The tasks:
1) In the comment thread about the Reading First inspector general report, what does one commenter say the people who write OIG reports are?
2) Continue the comment thread about the Reading First inspector general report from its last comment onward.

## Start Document segment

It is ironic that given the choice to go after the scandal that affects school children or the scandal that hurts the Bush administration, OiG chose the latter.

8 comments:

Anonymous said...

So, should we now go and see what political "connections" the other companies have so we can then rule out their effectiveness?

Is the connection with McGraw-Hill just this one person or are there more? Don't most companies and corporations donate to a political party, or even both? And I don't know if that's what McGraw-Hill did. (You may have mentioned it in an earlier post.)

Maybe they should all identify themselves politically so we can get on with it.

Molly Ivins has a blurb in the Trib today focusing on the Doherty email only. So, of course, it's a scandal and all involved are guilty.

It really is never about the children, is it?

Susan

Anonymous said...

Your discussions about this Reading First issue make it very clear that you know little-to-nothing about government, the Inspector General's role in government, and the purpose of the IG reports.

The role of the IG, who is likely a Republican since he works for and is appointed by the Secretary, is to help promote the effectiveness, efficiency, and integrity of the government programs. I highly doubt that anyone in the OIG knows anything about the reading wars, DI, Reading Recovery, whole language, phonemic awareness, etc. This report is not some whole language plot to attack the Bush Administration.

The facts are the facts. And the OIG reports them. And, in this case, the facts aren't pretty.

KDeRosa said...

Anon, your comment demonstrates you know very little about politics.

KDeRosa said...

Susan, the chairman is a political donee and friend to Bush.

Anonymous said...

"Anon, your comment demonstrates you know very little about politics."

Huh? That doesn't even make sense.

I'm telling you that you might do yourself a favor and learn a little bit more about what an OIG really does. Read a bunch of OIG reports. Ethics and integrity, compliance with laws and standards, and GAO's internal controls are the types of things that get an IG auditor all jazzed up. These guys are accountants and program/financial analysts. The point of their reports are to expose fraud and abuse in the government. They don't care about what's the best way to teach reading -- that's left to the experts. The OIG is around to make sure that the people in charge of the money aren't breaking the rules.

This report just happens to have political implications because the findings address some touchy/controversial issues and because the Department of Education appears to have been so incredibly careless/stupid in the way they conducted their business. If the Department had been improperly promoting some curriculum other than Direct Instruction, the IG would have nailed them for that as well.

IGs in other agencies are exposing similar ethical problems with this Administration. It can't all be some vast left-wing conspiracy, can it? That excuse is getting mighty tired.

KDeRosa said...

Anon, there is a difference between a political agenda and VLWC.

As I've pointed out, but you fail to either understand or have ignored, is that the fatcs that OIG laid out as to fiscal mismangaement don't jibe. DI is objected entitled to have been included in every state's RF application asa one of only two programs that qualify as having SBRR. Yet it was excluded from many state's RD appliction and has only received less than 3% of RF funding. The audit even points out that there is no evidence that any of the DI panelists ever served on a panel where DI was up for consideration. That would have been a scandal. It was the panelists job to rightly exclud programs not having SBRR and there is no evidence that they did anything but that.

## End Document segment
## Start Record list

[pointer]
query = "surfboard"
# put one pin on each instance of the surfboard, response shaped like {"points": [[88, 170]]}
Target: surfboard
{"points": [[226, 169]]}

## End Record list

Answers below:
1) Accountants and program/financial analysts.

2)
In fact, as I've also pointed out the alleged conflicts upon which the supposed ethical violations are based are phony because every panelist had a connection to some program that was up for consideration. If you understod the underlying issues, you'd have understood that.

The only way the audit is consistent with your simplistic interpretation is if every reading program was eligible for consideration and the panelists forcably excluded some in favor of others. But, to do that you'd have to read out the SBRR requirement of the statute, Unfortunately, it's in there.

Like I've said there might well be some violations and a real scandal in there somewhere, but the OiG didn't lay one out.

Anonymous said...

wow

As to VLWCs, as I see it that's off point.

The vast Washington bureaucracy leans left of center. Not far left of center, but left.

They're highly protective of their turf, and if OIG is part of the DOE (see! I can play!) they're going to be ed-school-ish in orientation. Programs like Direct Instruction and Success For All are not simpatico with DOE folk.

After all, remember the image from Michael Moore's movie of President Bush listening to the goat story just after he's learned of the attacks. That story is from DI; the classroom is in FL, Jeb's state. Although Englemann himself is fairly far left, you could probably count the number of leftists who cotton to his program on one hand.

George Bush is a thorn in everyone's side, including, I would argue, establishment Republicans. And big bureaucracies loathe being bossed around by Presidents, regardless of Party.

What's the saying?

"Stay out of my knickers." I think that's it. Bureaucratic sentiment towards whoever happens to be President.

Bush is a natural target.

Anonymous said...

The states had every encouragement to select SFA - it was on the official formulary of RF. The SFA program, although effective, is much hated by teachers, who feel that it smothers teacher initiative and creativity. That is probably the problem Slavin should be attending to, instead of complaining that the deck, stacked right up the ceiling, was not stacked well enough.